◆ **LESETEXT**:
■ ■ ■ ■ ■

Die Verzahnung zwischen den beiden Systemen führt im Umkehrschluss auch zu einer zusehenden Militarisierung eines Teils der Videospielbranche. "Militainment" lautet das Schlagwort, unter dem die zusehende gegenseitige Beeinflussung zusammengefasst wird. Besonders deutlich lasse sich dies eben an "Call of Duty Black Ops 2" ablesen.

Gegenseitige Beeinflussung

So entstand das Videospiel unter starker Beeinflussung führender Militär-Thinktanks: Der bereits erwähnte Videospiel-Regisseur Dave Anthony hatte für die Storyline des Shooters zahlreiche Studien herangezogen und Militärexperten interviewt. Mit ausreichend Kreativität und Vorstellungsvermögen wandelte er deren Erkenntnisse anschließend in eine Videospielwelt um, die nun wieder als Ausgangspunkt für Einsichten über moderne Kriegsführung betrachtet wird.

Drohnenspiele

So soll "Black Ops 2" beispielsweise grundlegende Fragen wie die folgenden beantworten: Wie geht man militärisch mit einer feindlichen, aber nicht-staatlichen, vom Volk unterstützenden Bewegung um? Welche Auswirkungen haben Cyber-Attacken (etwa durch China) auf westliche Militärs? Was könnte passieren, wenn Drohnen durch fremde Mächte eingesetzt werden? Welche Waffensysteme könnten künftig zum Einsatz kommen?

Waffensysteme werden umgesetzt

Tatsächlich sind viele der im Spiel dargestellten Entwicklungen kurze Zeit später auch eingetreten, etwa im Bereich der Waffensysteme: So experimentiert die US-Navy mit schwimmenden Drohnen, während die US Air Force nun Drohnen will, die selbstständiger sind.

■ ■ ■ ■ ■

◆ **WAS ZU TUN IST**:
Gib aus dem Text über Militainment in Videospielen die Passage von „Waffensysteme werden umgesetzt“ bis einschließlich „die selbstständiger sind.“ wortgetreu wieder.

■ ■ ■ ■ ■

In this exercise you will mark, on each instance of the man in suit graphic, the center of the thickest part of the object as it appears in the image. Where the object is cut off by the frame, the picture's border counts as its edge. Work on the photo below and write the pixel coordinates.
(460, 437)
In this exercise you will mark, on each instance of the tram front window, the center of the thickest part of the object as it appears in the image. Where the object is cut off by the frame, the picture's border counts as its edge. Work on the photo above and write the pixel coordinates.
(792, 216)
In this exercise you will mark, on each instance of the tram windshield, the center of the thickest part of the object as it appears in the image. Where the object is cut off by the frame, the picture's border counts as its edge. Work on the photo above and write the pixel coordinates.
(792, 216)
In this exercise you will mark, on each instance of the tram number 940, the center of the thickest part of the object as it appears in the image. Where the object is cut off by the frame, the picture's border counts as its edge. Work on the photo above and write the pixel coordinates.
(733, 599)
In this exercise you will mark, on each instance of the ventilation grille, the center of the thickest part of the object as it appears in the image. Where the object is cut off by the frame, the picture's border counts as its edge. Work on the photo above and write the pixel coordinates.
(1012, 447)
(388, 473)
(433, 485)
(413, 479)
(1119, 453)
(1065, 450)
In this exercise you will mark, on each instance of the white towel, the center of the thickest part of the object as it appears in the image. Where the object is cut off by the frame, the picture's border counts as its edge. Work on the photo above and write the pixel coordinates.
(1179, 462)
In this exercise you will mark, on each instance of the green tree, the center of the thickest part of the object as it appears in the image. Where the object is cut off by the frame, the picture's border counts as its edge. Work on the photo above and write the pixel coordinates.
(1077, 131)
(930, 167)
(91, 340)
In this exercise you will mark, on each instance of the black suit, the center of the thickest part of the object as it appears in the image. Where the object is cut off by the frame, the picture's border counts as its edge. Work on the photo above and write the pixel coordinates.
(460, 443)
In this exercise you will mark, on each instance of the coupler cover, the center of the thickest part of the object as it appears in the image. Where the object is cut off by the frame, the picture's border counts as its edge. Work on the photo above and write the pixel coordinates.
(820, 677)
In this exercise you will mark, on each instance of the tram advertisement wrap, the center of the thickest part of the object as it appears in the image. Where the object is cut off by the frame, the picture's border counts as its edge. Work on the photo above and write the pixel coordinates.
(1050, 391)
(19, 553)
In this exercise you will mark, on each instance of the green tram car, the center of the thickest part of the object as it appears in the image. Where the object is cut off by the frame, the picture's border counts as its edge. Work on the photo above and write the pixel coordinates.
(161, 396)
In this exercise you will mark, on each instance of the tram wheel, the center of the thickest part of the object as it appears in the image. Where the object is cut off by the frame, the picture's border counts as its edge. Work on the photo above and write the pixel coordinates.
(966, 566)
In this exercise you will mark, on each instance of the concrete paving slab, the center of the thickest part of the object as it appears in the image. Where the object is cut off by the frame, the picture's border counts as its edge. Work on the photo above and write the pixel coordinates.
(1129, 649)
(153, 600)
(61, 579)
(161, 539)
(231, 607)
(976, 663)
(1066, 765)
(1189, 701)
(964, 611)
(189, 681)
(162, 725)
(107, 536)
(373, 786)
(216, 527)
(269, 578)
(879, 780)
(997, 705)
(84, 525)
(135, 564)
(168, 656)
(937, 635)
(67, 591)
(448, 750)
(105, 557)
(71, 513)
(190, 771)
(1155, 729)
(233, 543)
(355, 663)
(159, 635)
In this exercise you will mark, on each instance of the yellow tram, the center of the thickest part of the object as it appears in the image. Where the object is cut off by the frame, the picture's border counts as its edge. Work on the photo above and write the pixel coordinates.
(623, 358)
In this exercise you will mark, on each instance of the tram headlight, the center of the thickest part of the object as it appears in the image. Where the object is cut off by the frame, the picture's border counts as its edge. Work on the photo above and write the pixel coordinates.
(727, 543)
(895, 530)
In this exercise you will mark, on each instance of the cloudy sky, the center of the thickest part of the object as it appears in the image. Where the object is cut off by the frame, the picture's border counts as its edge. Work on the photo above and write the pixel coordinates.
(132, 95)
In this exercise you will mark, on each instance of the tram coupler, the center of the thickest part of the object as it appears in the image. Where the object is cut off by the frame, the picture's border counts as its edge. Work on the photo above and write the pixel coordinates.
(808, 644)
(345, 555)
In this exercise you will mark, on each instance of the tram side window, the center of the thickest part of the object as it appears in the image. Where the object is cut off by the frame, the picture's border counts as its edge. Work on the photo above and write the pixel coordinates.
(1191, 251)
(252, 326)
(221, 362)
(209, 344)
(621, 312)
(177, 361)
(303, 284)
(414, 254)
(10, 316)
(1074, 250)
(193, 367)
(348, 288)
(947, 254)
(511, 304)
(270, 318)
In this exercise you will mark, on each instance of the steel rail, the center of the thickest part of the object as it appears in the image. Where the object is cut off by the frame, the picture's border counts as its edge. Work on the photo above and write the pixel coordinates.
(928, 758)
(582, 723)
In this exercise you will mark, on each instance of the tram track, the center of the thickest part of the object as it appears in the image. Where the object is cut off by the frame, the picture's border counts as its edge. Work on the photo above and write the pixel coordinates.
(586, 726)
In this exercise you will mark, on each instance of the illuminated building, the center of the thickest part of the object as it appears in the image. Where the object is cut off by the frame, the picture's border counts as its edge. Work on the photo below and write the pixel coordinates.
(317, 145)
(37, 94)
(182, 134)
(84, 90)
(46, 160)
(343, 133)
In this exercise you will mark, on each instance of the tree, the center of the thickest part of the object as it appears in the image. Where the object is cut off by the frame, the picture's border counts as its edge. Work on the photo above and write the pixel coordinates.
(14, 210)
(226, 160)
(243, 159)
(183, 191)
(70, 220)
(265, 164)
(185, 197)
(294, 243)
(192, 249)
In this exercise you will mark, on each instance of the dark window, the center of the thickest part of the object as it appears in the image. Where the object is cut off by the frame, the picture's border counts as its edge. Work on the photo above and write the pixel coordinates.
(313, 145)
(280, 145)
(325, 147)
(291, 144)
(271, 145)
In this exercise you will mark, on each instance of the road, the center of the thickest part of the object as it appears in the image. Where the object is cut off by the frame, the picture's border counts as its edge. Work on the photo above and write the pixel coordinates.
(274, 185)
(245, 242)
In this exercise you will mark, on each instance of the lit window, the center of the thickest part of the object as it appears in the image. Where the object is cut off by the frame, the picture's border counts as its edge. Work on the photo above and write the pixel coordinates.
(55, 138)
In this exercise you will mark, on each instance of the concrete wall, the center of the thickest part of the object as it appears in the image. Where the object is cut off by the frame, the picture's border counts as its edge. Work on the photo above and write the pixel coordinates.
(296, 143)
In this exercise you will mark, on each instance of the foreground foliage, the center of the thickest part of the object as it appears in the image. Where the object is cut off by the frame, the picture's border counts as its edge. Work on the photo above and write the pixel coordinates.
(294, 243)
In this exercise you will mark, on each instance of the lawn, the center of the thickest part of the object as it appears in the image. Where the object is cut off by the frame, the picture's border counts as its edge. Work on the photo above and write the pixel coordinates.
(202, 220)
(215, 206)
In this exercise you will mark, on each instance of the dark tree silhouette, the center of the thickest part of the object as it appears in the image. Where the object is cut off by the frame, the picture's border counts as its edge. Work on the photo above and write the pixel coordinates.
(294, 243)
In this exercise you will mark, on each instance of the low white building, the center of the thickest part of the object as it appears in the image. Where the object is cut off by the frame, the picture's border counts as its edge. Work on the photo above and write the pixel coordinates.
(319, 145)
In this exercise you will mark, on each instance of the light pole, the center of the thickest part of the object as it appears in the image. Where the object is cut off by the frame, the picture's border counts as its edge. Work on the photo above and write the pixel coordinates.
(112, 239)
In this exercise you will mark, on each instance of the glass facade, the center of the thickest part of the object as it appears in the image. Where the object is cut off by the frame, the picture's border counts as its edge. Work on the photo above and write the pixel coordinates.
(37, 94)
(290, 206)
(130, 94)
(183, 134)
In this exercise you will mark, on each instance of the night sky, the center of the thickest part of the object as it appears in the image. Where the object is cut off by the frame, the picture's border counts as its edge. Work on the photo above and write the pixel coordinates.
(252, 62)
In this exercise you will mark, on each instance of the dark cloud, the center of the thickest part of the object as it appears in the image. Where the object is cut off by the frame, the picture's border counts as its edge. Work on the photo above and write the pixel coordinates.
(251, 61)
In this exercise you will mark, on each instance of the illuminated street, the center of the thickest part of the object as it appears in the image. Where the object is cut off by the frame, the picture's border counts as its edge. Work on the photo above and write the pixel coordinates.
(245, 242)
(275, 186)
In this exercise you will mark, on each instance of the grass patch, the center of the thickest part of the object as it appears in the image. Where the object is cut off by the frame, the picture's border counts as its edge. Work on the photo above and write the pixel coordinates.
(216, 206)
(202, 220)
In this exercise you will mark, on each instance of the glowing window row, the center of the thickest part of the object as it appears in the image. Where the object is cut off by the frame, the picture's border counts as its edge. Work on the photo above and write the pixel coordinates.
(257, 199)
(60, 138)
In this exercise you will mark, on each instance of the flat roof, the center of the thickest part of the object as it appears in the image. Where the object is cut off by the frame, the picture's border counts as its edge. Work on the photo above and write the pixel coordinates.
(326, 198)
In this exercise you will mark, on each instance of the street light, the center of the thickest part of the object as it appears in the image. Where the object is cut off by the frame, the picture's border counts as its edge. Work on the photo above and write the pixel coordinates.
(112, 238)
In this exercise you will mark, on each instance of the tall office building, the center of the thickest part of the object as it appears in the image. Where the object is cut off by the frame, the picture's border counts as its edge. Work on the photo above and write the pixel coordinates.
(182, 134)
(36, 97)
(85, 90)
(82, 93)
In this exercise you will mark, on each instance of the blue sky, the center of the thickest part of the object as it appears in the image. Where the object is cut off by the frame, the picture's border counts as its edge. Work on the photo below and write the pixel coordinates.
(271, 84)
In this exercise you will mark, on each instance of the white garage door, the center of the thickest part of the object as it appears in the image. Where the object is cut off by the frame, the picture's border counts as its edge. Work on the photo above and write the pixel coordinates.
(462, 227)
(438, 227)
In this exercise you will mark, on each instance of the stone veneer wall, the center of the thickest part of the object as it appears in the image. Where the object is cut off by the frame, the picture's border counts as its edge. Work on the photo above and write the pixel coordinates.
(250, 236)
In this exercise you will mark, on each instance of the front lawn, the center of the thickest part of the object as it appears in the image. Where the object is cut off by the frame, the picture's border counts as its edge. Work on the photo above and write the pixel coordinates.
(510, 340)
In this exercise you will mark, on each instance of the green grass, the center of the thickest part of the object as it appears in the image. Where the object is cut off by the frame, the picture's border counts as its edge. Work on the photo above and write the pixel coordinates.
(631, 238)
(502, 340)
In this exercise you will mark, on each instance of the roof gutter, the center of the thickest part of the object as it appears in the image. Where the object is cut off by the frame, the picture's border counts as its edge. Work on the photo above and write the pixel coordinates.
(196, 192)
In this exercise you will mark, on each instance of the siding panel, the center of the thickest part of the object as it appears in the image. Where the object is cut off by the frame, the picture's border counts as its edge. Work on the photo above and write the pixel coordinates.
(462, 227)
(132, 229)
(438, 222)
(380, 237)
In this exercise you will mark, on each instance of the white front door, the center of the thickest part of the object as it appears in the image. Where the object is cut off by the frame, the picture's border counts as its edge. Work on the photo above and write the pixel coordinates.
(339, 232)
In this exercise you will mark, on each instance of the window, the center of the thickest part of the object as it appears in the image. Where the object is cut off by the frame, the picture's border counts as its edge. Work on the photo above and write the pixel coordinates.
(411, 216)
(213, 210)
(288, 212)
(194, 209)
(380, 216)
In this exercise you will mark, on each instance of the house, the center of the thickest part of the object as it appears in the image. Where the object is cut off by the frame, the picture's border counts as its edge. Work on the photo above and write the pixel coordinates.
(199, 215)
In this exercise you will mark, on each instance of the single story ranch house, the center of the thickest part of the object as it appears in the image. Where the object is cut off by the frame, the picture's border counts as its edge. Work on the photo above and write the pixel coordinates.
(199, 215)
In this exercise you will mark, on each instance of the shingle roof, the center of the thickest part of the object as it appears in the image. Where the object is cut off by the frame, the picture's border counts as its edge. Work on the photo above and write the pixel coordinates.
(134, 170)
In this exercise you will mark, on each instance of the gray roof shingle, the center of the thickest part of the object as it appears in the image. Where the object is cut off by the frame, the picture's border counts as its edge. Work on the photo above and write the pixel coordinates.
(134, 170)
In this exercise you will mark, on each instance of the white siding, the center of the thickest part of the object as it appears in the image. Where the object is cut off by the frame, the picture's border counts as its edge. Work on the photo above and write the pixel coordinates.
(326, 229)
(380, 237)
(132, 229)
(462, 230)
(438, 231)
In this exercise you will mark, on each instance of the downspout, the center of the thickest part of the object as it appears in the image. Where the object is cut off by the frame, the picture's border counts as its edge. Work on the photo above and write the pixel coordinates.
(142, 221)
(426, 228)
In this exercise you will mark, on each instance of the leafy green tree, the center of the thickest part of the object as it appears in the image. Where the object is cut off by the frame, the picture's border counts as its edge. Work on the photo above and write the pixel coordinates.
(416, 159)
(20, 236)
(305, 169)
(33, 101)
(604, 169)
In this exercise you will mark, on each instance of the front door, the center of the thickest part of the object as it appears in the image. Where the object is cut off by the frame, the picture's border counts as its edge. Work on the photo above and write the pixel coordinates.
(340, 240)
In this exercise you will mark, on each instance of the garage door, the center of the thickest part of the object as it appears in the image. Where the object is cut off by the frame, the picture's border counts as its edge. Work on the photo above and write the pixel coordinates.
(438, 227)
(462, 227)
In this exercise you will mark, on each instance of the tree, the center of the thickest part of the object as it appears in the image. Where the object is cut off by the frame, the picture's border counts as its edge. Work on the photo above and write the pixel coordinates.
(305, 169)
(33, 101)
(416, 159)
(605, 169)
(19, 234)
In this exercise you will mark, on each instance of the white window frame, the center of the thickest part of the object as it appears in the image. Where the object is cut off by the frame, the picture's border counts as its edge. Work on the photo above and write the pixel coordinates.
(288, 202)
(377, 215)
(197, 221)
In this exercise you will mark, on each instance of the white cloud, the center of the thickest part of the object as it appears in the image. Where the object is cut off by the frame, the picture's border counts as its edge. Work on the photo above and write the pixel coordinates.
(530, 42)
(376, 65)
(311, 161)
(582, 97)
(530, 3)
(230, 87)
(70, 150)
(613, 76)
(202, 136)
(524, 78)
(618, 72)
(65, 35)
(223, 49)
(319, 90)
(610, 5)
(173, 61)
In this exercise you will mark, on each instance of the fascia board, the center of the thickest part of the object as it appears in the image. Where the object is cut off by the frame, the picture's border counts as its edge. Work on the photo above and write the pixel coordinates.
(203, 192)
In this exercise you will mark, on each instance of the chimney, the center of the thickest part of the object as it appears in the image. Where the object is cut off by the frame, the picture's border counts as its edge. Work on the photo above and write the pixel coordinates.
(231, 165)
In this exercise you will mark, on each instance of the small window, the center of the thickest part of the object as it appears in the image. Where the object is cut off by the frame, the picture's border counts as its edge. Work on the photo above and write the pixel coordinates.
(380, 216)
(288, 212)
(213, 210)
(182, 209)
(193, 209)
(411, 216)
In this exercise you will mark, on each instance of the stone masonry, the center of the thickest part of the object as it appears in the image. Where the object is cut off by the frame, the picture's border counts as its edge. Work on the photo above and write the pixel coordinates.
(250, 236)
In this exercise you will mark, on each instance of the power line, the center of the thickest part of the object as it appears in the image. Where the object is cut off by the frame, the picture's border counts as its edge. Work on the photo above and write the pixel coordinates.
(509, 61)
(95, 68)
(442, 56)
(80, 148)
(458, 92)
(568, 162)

■ ■ ■ ■ ■

◆ **ÜBUNGSERGEBNIS**:
Waffensysteme werden umgesetzt

Tatsächlich sind viele der im Spiel dargestellten Entwicklungen kurze Zeit später auch eingetreten, etwa im Bereich der Waffensysteme: So experimentiert die US-Navy mit schwimmenden Drohnen, während die US Air Force nun Drohnen will, die selbstständiger sind.